--- Record excerpts ---

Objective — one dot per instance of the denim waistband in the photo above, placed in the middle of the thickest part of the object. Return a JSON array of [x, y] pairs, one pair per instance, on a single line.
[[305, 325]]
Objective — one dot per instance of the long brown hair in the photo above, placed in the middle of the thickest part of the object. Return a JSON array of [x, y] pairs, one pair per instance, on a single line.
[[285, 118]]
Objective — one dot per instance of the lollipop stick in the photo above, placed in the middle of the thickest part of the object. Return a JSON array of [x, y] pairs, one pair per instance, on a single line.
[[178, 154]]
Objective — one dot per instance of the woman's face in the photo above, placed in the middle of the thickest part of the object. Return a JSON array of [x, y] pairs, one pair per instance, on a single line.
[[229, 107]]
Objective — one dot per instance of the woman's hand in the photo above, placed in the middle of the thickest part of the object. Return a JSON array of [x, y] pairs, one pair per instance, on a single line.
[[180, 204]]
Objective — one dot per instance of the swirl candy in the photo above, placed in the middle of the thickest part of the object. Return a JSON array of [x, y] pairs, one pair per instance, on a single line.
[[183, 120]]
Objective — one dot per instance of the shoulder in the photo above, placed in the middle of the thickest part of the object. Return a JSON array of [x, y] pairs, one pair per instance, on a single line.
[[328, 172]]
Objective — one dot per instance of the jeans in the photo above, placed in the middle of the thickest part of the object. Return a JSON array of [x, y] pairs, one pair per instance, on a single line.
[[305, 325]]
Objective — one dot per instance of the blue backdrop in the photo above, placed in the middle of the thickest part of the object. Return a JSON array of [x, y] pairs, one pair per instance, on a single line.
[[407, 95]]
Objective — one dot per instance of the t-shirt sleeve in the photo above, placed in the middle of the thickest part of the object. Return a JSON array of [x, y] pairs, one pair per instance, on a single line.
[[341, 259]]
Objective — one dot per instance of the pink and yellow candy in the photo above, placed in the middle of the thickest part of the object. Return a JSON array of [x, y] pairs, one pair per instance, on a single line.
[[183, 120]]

---

Render every one of the records above as a two-column CSV with the header columns record_text and answer, one row per record. Enclose each field in double quotes and replace any line breaks with spaces.

Exercise solution ▸
record_text,answer
"Objective — one dot per instance of the denim waistband in the photo above, placed in the middle of the thickest part of the object. Return a JSON array of [x, y] pairs, one pair per instance, on a single line.","[[305, 325]]"
"Objective — one dot per instance of the long brown hair in the photo above, placed in the middle of the thickest part of the object. Return a JSON array of [x, y] pairs, one pair per instance, on a single line.","[[285, 118]]"
"Objective — one dot per instance of the lollipop stick in the photo above, placed in the middle of the thickest part of the object. Return a JSON array of [x, y] pairs, one pair per instance, on a single line.","[[178, 154]]"
"Objective — one dot per instance of the woman's face in the photo above, placed in the middle of the thickest part of the object. Return a JSON array of [x, y] pairs, one pair per instance, on a single line.","[[229, 107]]"
"Objective — one dot per instance of the woman's hand in the photo above, placed in the middle of the thickest part of the object. Return a JSON array of [x, y] pairs, one pair per instance, on a single line.","[[180, 204]]"
"Objective — one dot per instance of the swirl candy in the photo above, placed in the middle of the thickest part of the object. Return a JSON array of [x, y] pairs, one pair per instance, on a single line.","[[183, 120]]"
"Objective — one dot per instance of the shoulder in the photo above, placed in the middle of the thickest part of the object. Return a JSON array of [x, y] pairs, one pair per instance, on a single line.","[[328, 172]]"
"Objective — one dot per instance of the jeans in the photo above, placed in the middle of the thickest part of the object. Return a JSON array of [x, y] pairs, one pair per instance, on a single line.","[[305, 325]]"
"Objective — one dot per instance of the blue backdrop in the photo above, placed in the middle of the thickest part of the object. Return a JSON array of [x, y] pairs, one pair per instance, on a single line.","[[407, 95]]"
"Objective — one dot per instance of the t-shirt sleeve in the photo above, placed in the middle of the thickest part of the object. Return a JSON array of [x, y] pairs, one pair per instance, on a single line.","[[341, 259]]"
"Objective — one dot per instance of the pink and yellow candy in the photo above, placed in the middle of the thickest part of the object. Return a JSON array of [x, y] pairs, one pair per instance, on a single line.","[[183, 120]]"